Exercise prompt:
Reproduce the material below, switching each "pixel coordinates" to "image coordinates" and leaving everything else unchanged.

□ □ □ □ □

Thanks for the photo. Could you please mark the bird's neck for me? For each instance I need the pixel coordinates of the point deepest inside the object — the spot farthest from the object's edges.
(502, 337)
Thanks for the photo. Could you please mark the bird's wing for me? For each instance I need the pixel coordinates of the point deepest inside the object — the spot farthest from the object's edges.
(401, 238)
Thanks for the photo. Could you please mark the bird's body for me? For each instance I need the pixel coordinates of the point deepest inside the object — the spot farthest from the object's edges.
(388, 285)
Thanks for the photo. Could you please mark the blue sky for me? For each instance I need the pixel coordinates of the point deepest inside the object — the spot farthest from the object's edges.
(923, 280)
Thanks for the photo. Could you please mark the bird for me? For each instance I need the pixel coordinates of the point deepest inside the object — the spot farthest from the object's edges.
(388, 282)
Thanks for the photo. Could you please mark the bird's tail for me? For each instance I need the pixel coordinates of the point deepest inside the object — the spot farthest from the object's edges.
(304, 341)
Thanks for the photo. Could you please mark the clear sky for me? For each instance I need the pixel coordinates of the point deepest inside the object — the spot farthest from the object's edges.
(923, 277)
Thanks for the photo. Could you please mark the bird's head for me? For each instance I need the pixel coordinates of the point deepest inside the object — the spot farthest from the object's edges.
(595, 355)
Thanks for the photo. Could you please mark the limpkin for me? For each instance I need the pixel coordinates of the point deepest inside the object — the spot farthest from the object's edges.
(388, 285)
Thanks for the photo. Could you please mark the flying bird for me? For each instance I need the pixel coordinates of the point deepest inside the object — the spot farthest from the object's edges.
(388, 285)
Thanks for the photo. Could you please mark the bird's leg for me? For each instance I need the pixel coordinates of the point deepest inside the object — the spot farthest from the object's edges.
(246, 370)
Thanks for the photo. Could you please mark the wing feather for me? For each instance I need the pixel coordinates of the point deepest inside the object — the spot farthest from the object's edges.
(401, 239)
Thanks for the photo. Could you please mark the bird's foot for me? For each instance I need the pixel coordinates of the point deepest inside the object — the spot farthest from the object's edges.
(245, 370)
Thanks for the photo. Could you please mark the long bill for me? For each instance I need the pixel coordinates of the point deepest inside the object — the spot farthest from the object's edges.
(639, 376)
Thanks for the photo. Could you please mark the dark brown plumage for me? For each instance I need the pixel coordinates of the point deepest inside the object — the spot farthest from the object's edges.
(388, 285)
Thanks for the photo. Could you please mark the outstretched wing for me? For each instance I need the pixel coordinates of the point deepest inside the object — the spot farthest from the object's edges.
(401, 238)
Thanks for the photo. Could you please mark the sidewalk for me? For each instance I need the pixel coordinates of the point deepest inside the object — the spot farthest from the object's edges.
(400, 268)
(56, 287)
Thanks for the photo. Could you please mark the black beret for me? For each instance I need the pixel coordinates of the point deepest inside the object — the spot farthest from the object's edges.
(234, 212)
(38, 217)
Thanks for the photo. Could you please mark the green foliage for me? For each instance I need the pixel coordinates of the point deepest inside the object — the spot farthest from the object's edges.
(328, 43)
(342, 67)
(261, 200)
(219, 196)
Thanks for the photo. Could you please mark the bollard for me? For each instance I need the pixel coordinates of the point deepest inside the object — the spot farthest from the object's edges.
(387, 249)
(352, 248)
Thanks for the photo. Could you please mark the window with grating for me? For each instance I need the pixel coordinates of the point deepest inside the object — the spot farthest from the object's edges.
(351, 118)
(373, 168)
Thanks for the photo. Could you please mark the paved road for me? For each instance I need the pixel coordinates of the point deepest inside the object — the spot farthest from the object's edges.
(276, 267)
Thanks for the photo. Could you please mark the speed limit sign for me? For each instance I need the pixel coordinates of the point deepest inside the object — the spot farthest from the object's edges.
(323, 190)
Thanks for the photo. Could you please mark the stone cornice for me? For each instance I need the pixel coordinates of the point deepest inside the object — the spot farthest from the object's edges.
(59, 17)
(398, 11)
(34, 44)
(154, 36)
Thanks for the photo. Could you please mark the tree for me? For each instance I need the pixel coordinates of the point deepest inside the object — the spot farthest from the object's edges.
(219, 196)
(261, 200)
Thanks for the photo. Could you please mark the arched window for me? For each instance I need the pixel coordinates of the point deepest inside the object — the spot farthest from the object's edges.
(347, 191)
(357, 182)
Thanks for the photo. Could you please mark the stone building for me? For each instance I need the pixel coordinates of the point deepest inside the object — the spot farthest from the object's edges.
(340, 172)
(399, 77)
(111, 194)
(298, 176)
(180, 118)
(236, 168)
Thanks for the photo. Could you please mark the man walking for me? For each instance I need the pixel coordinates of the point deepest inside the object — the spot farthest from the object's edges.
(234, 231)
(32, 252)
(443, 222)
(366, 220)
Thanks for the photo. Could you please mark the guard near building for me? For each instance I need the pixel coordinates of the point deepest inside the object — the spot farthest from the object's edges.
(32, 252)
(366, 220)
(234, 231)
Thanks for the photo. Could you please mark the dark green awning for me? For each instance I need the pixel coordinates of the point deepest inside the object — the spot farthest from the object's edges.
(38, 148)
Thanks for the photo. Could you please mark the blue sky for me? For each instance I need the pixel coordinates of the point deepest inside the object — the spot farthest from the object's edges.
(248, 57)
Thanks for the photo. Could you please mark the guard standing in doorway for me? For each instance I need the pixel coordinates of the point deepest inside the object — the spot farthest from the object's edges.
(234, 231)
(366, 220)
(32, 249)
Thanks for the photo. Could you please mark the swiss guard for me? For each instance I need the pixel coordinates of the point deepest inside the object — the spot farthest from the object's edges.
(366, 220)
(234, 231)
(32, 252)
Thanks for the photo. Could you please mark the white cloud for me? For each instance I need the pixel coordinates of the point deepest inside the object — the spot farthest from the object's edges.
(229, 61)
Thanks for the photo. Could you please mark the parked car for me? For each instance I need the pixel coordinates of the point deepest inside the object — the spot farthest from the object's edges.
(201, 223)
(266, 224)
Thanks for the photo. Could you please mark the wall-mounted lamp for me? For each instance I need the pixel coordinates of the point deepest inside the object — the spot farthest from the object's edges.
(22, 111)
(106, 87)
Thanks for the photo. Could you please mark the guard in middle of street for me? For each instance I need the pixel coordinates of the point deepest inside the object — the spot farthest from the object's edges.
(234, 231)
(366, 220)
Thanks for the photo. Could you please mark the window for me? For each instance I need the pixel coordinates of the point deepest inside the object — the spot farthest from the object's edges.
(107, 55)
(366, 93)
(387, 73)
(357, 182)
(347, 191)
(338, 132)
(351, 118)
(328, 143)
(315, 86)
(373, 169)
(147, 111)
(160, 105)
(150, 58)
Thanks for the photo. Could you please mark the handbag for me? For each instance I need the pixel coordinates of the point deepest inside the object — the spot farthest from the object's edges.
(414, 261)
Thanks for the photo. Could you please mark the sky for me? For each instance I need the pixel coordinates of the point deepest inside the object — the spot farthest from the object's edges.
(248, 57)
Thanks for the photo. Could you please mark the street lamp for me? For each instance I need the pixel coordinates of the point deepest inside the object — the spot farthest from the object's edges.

□ □ □ □ □

The reply:
Thanks for the photo. Could you please mark the bird's neck for me? For each instance I need the image coordinates of the point deepest inside the object — the spot farthest from the object's edges.
(502, 337)
Thanks for the photo. Could you please mark the bird's wing for me? For each instance I need the image coordinates of the point deepest inside the object — the spot farthest from the object's edges.
(401, 238)
Thanks for the photo. Could you please mark the bird's body for me? For each instance I need the image coordinates of the point deepest inside the object — the spot farthest from the object's edges.
(388, 285)
Thanks for the photo. Could you please mark the blue sky for me? For each instance I need the image coordinates of the point deepest inside the object — the spot farthest from the object's edges.
(923, 280)
Thanks for the photo. Could you please mark the bird for me? For each instance I need the image coordinates of the point deepest inside the object — the spot farthest from the object's edges.
(388, 282)
Thanks for the photo. Could you please mark the bird's tail for me? For each instance I need the image coordinates of the point deepest inside the object — the spot farthest from the object's edges.
(304, 341)
Thanks for the photo. Could you please mark the clear sky for me? For each instance I need the image coordinates of the point deepest inside the object — the spot farthest from the object's edges.
(923, 277)
Thanks for the photo. Could you please mark the bird's head for me? For each instance I need the image coordinates of the point deepest inside the object — the spot farthest from the object's edges.
(595, 355)
Thanks for the photo. Could you please mark the limpkin for me? For each instance I need the image coordinates of the point deepest inside the object — the spot farthest from the object's edges.
(388, 285)
Thanks for the photo. Could you please mark the flying bird for me? For each instance I need the image coordinates of the point deepest inside the object — the spot farthest from the object's edges.
(388, 285)
Thanks for the photo. Could you please mark the bird's leg for me? For each instance I need the image coordinates of the point deepest inside the object — the spot farthest from the object's edges.
(246, 370)
Thanks for the photo. Could you please mark the wing feather for me? For each instance I need the image coordinates of the point deepest inside the object — the spot farthest from the object's edges.
(401, 239)
Thanks for the photo. Could you please mark the bird's foot for me? For each instance I need the image coordinates of the point deepest inside the object — the spot farthest from the object's edges.
(245, 370)
Thanks for the photo. Could you please mark the long bill for me? For each instance I need the image coordinates of the point deepest inside the object — the spot farthest from the object's edges.
(639, 376)
Thanks for the photo. Could you please mark the dark brown plumage for me? For each instance I need the image coordinates of the point deepest inside the object — the spot farthest from the object's edges.
(388, 285)
Thanks for the photo. Could you please mark the outstretched wing for me? For each instance I need the image coordinates of the point deepest inside the object — the spot farthest from the object's edges.
(401, 238)
Thanks for the photo. Could you please mark the sidewalk for me? For each instance I need the image coordinates of the point deepest inside the object — the spot farthest from the object's edges.
(400, 268)
(56, 287)
Thanks for the photo. Could you please mark the black beret for me? For each instance I need the image coordinates of the point deepest inside the object — the spot farthest from the object's edges.
(234, 212)
(38, 217)
Thanks for the photo. Could you please mark the green foliage for me? For each instance I need the image coordinates of the point deepest inside the object — the spot farthest from the object's edges.
(328, 43)
(342, 67)
(261, 200)
(219, 196)
Thanks for the photo. Could you please mark the bollard for me? For each instance I need the image coordinates of the point deepest inside the object — the spot farthest from the object's edges.
(387, 249)
(352, 248)
Thanks for the photo. Could you please mark the window with grating for me? For each instance I need the image coordinates of the point deepest inside the object — the spot farthest from the object's edges.
(351, 118)
(373, 168)
Thanks for the photo. Could you please mark the paved road for me? For each instance I need the image coordinates of the point deepest inside the object — the spot farthest from the object's edges.
(276, 267)
Thanks for the photo. Could you please mark the speed limit sign for me? For each instance I need the image coordinates of the point deepest inside the object — the spot farthest from the object's edges.
(323, 190)
Thanks for the photo. Could you please mark the stone cornice for me? For each instance I need the image coordinates of the point deepest inside the object — the spot farthest from the object's edges.
(59, 17)
(398, 11)
(34, 44)
(154, 36)
Thanks for the photo. Could you please mark the tree for me? For each instance I need the image coordinates of the point deepest inside the object — the spot farthest from the object's edges.
(219, 196)
(261, 200)
Thanks for the photo. Could you please mark the arched window for me? For each instance I need the image coordinates of the point deepest inside the object — the spot farthest from the object's edges.
(347, 191)
(357, 182)
Thanks for the photo. Could you please mark the stone building for me? For each instance I need the image coordinates of the point deepest inside the object — the spot farthest from the object's edges.
(340, 172)
(399, 77)
(111, 194)
(298, 176)
(180, 118)
(236, 168)
Thanks for the photo. Could you please mark the man walking for me? For each instance I need the image coordinates of the point deepest inside the object — the spot farthest from the object's edges.
(234, 231)
(32, 252)
(443, 222)
(366, 220)
Thanks for the photo. Could you please mark the guard near building for me? For each instance I need the image coordinates of the point deepest inside the object — the spot farthest from the object's edges.
(32, 252)
(366, 220)
(234, 231)
Thanks for the photo. Could you please mark the dark green awning for me? For each instance I need the image coordinates of the point deepest inside the object — the spot farthest from the object's edges.
(38, 148)
Thanks for the photo. Could you please mark the blue sky for me? For each instance I need the image coordinates of the point deepest inside the object — the spot farthest from the object's edges.
(248, 57)
Thanks for the photo. Could you please mark the guard standing in doorway for me? For each instance I need the image coordinates of the point deepest inside the object — the spot farthest from the object's edges.
(234, 231)
(366, 220)
(32, 249)
Thanks for the photo. Could you please mark the swiss guard for me? For each instance I need the image coordinates of the point deepest inside the object — the spot farthest from the object's edges.
(366, 220)
(234, 231)
(32, 252)
Thanks for the photo. Could you please mark the white cloud for me? For each instance I need the image coordinates of the point deepest inside the object — the spot farthest from the object's edges.
(229, 61)
Thanks for the photo. Could you please mark the parked car for me? For each instance I need the image coordinates of the point deepest inside the object — the spot farthest from the object's edges.
(201, 223)
(266, 224)
Thanks for the photo. Could you please mark the wall-mounted lamp for me? For each instance I need the image coordinates of the point deepest inside the object — the spot farthest from the object's edges.
(22, 111)
(106, 87)
Thanks for the photo. Could you please mark the guard in middle of street for me? For each instance I need the image coordinates of the point deepest inside the object — the spot farthest from the object's edges.
(234, 231)
(366, 220)
Thanks for the photo. Could you please mark the window for me? For each instance I need the image coordinates of the point deepest inside the object — the spot farthest from the object's edges.
(107, 55)
(366, 93)
(387, 73)
(357, 182)
(347, 191)
(338, 132)
(351, 118)
(328, 143)
(315, 86)
(373, 169)
(147, 111)
(160, 105)
(150, 58)
Thanks for the photo. Could you please mark the handbag for me? For each instance I need the image coordinates of the point deepest inside the object — the spot farthest from the object's edges.
(414, 261)
Thanks for the photo. Could you please mark the sky for me? For each instance I need the image coordinates of the point deepest inside the object — the spot farthest from the object's edges.
(248, 57)
Thanks for the photo. Could you please mark the street lamp for me? For each instance I need the image coordinates of the point deepest inside the object — the spot farthest from the object's edges.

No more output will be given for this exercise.